LISTED ENTRIES
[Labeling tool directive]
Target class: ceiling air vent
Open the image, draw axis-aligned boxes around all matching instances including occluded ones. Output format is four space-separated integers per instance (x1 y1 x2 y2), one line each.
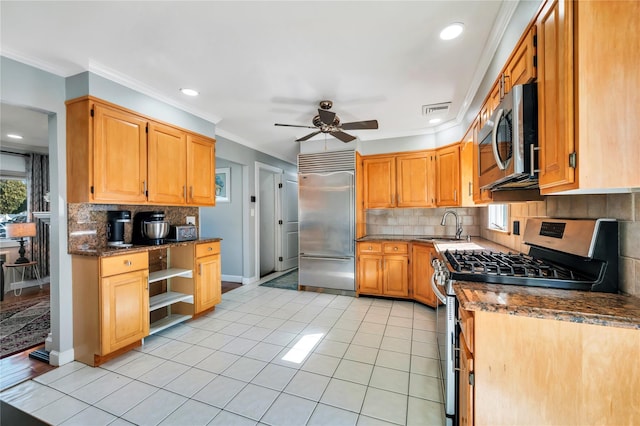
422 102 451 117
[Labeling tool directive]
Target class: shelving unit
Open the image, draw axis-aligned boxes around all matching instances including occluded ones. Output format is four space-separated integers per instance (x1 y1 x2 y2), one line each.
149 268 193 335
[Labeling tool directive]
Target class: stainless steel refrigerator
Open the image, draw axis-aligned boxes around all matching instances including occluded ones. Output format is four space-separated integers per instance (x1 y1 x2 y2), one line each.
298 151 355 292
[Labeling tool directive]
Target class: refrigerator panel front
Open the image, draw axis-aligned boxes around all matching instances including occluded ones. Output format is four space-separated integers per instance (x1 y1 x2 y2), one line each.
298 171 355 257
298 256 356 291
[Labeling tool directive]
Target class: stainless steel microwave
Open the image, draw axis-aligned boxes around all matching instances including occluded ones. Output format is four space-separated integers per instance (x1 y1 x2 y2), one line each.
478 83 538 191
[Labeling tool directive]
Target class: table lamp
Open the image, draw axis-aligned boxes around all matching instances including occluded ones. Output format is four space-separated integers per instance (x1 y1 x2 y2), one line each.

EXERCISE
Pull out every line in the items above that contains the word "steel".

WRITTEN REPLY
Target class: stainless steel refrigerator
Target class: stainless steel microwave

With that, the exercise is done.